[Stated problem 1]: In the passage on rhetorical criticism, list the stratagems it names that scholars use to inaugurate a line of thinking.
[Stated problem 2]: Carry the passage on rhetorical criticism forward from its final sentence, writing the paragraphs that would follow.

[Selected passage]:
Rhetorical Criticism and the Challenges of Bilateral Argument
Stephen H. Browne
Department of Communication Arts and Sciences
The Pennsylvania State University

To assume editorial responsibilities for Philosophy & Rhetoric after Henry W. Johnstone was to have assumed rather a lot. He was, for starters, a philospher, and I am not. This much appeared to bother Henry not a bit, and in fact it proved the occasion of many productive discussions and facilitated my apprenticeship in ways for which I am still grateful. By trade a rhetorical critic, I was particularly interested in what might be called philosophical style, and in what sense that style might differentiate itself from modes of expression that characterize my disciplinary conventions. Pressed on the subject, Henry observed that one such distinction turned on our respective ways of initiating an argument. Philosophers, he said, start their arguments in mid-sentence.

Now that is a curious thing to say, even by Henry's standards, and I have dwelt on it frequently in the years since his passing. At first I thought he must be referring to the various stratagems with which scholars inaugurate a line of thinking—the appeals to established literature, the staking of terrain within a crowded field of commentary, the documentary requirements that can burden the opening of a case nearly unto death. And indeed there is something to this, as any quick comparison will attest: let us recall first the manner in which most essays in the humanities begin, and turn then to Johnstone's own:

In philosophy there is nothing in principle more authoritative than argument.

(1959, 21)

All valid philosophical arguments are addressed ad hominem.

(1959, 121)

It is only fair to say that while I am the editor of a quarterly journal, I am not an expert.

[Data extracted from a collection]
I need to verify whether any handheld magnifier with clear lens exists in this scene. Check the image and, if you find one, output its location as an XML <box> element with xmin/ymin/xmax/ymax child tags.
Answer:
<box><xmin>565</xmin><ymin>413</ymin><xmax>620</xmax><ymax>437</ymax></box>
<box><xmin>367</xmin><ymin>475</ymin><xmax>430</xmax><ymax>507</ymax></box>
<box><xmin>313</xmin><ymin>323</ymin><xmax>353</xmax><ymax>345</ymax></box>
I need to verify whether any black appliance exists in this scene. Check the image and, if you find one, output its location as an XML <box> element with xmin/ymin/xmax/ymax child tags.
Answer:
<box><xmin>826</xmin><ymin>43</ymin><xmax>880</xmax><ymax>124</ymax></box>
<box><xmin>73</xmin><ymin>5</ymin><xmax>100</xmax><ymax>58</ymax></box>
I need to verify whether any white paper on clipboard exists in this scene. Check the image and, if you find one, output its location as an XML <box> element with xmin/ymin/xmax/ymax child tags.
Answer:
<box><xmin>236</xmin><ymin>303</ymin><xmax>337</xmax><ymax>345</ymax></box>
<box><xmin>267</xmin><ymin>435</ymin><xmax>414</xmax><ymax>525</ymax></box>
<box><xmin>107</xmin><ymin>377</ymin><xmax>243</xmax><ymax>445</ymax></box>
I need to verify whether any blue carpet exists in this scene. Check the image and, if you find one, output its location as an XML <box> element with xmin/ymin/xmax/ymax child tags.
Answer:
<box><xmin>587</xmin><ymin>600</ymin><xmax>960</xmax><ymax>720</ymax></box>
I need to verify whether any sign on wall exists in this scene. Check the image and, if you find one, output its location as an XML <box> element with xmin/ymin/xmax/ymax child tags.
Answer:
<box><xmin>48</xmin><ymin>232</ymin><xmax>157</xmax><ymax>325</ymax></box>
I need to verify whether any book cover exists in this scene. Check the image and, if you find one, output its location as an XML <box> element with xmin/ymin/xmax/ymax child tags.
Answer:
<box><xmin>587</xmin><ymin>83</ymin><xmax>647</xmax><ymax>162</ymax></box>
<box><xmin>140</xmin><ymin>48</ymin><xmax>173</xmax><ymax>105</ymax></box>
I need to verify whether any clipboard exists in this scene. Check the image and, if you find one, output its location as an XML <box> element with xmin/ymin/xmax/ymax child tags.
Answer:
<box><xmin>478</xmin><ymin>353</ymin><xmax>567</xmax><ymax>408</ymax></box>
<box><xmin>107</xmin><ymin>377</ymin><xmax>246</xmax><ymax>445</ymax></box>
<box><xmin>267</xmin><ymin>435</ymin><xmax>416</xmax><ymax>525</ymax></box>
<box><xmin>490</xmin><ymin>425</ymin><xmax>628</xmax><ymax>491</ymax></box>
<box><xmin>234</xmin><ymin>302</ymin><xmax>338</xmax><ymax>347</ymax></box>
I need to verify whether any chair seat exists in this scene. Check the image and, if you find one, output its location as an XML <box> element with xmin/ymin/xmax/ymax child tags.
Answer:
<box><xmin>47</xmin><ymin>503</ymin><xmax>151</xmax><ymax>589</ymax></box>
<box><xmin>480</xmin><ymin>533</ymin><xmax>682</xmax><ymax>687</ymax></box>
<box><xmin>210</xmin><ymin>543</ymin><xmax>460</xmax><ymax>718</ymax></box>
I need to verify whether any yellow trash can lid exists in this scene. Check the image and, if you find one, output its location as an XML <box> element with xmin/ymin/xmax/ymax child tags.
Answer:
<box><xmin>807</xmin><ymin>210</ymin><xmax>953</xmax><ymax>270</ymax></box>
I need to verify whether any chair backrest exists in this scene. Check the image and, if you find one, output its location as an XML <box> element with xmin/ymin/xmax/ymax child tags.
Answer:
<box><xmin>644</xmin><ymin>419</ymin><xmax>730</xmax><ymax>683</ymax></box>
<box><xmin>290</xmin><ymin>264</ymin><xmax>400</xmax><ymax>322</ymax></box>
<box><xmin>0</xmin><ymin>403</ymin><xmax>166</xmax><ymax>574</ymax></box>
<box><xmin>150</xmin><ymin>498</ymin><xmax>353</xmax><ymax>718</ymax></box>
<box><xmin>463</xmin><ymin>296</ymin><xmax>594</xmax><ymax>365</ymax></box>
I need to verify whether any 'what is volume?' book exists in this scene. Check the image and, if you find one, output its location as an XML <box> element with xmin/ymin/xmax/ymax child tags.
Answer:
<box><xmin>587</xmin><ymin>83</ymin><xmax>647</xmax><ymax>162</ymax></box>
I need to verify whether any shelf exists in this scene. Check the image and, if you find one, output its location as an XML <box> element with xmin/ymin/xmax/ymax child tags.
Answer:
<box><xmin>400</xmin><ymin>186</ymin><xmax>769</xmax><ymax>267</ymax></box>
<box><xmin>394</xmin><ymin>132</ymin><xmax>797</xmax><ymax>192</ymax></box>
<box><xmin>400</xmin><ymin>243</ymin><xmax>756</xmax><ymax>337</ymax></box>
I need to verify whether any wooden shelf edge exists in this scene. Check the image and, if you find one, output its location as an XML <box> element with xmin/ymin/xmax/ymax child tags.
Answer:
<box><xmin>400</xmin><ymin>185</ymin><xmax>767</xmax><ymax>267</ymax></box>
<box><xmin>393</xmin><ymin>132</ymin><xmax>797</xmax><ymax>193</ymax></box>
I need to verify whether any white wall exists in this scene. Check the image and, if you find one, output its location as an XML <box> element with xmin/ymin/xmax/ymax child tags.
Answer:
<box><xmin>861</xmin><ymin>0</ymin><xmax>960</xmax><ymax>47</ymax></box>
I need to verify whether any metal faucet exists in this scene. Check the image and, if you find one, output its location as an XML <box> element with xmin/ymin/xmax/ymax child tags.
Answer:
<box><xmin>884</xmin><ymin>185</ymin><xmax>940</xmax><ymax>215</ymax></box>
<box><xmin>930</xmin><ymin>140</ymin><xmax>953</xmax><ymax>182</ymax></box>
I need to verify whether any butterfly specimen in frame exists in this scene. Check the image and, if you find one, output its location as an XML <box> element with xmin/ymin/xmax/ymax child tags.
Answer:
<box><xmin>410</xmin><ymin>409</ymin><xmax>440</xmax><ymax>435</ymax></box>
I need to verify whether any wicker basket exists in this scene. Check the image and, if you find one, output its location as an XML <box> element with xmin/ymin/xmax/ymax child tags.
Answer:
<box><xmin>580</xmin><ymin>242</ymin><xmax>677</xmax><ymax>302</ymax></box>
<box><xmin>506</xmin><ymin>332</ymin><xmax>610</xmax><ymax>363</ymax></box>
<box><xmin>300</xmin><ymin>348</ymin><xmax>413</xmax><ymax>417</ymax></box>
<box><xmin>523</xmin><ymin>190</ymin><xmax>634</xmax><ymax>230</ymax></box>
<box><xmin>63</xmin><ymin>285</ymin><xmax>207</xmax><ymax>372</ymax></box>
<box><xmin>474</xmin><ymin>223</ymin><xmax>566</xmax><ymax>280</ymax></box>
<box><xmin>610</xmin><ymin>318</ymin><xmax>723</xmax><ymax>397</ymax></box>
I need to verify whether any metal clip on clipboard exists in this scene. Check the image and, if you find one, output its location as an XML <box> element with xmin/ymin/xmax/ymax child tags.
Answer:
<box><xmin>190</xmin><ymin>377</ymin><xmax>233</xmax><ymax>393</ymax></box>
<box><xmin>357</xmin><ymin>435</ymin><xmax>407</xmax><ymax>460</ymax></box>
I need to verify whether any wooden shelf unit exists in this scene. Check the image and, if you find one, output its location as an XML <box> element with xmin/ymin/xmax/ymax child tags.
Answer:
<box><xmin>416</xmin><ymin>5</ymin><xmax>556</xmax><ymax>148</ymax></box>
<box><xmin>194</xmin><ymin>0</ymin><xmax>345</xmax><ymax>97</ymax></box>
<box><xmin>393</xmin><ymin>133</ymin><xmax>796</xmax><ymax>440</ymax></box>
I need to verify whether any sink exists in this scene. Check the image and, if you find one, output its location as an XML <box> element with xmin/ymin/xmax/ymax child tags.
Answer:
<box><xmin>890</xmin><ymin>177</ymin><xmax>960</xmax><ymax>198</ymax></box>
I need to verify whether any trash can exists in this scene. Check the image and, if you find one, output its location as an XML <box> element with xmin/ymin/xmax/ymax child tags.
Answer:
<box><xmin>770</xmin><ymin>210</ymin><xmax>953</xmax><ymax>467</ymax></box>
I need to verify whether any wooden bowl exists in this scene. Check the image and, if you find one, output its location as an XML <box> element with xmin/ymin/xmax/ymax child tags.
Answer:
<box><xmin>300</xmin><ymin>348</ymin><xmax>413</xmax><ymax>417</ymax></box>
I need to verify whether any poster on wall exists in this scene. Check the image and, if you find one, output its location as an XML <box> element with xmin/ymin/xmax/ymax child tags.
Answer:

[Exercise result 1]:
- the appeals to established literature
- the staking of terrain within a crowded field of commentary
- the documentary requirements that can burden the opening of a case nearly unto death

[Exercise result 2]:
(1971, 78)

On reflection, it is clear to me now that what is involved here is something more than style, or at least more than the ordinary sense of style. To begin an argument "in mid-sentence" is to forego the trappings of erudition familiar to most of us; it is, further, to acknowledge without saying so the capacity of one's interlocutor to understand what one is saying; there is presumption of a type at [End Page 108] work. But above all it is to lay bare and grant immediate access to the structure of one's principles, claims, and arguments. Such an opening is strategic, to be sure, in that it represents a willed effort to establish a certain relationship as obtaining between disputants; it in effect extends an offer of contract, in which I agree to expose my reasoning at the outset under the expectation that you will do the same by way of response.

Johnstone's singular contribution was to establish a general theory of argumentation, of which philosophical argument was one subset. I wish here to suggest that another such subset is rhetorical criticism, and to explore how the practice of rhetorical criticism may benefit from this general theory of argument. What kinds of presumptions and obligations, like those noted in the above paragraph, might be said to apply to critics, seen now as practitioners of argument? The aim here is not to offer up an ethics of criticism, if by that we mean appealing to an independent set of norms as a way exposing the moral grounds of a given argument; it is rather to identify the obligations indigenous to rhetorical criticism conceived as a form of argument. The stakes here would seem to suggest more than an exercise if we are to take seriously Johnstone's oft-repeated insistence that argument is a medium for the disclosure of our selfhood and humanity. Taking that claim as a premise, it follows that as a subset of argument generally, rhetorical criticism is similarly one means through which we expose our structure of reasoning, acknowledge the agency of our interlocutors, and sustain our commitment to the ongoing practice of argument itself.

The following argument is exploratory...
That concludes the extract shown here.